• [Stated goal]
Find each line in the data below that contains the string "table" and copy that line out in full. Case counts.

• [Dataset]
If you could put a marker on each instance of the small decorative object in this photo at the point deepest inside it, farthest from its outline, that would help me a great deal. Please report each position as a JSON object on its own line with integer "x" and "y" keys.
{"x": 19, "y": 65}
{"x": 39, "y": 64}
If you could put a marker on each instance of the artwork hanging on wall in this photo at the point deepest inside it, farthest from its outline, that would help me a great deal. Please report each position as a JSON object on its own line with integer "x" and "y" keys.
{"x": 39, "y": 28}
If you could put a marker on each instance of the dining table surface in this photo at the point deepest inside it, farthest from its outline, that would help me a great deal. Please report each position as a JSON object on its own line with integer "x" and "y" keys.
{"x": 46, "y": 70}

---

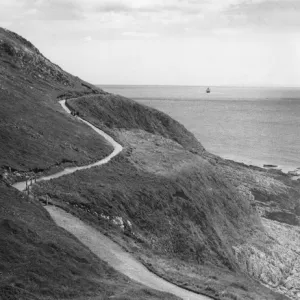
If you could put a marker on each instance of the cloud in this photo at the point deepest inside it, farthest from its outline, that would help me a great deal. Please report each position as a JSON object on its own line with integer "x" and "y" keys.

• [Answer to the problem]
If you could put a marker on each instance of the dining table surface in this photo at the point deepest inside it, farthest from its outline, that would help me a great deal. Please report each position as a JSON object on its own line with integer "x" and "y" keys.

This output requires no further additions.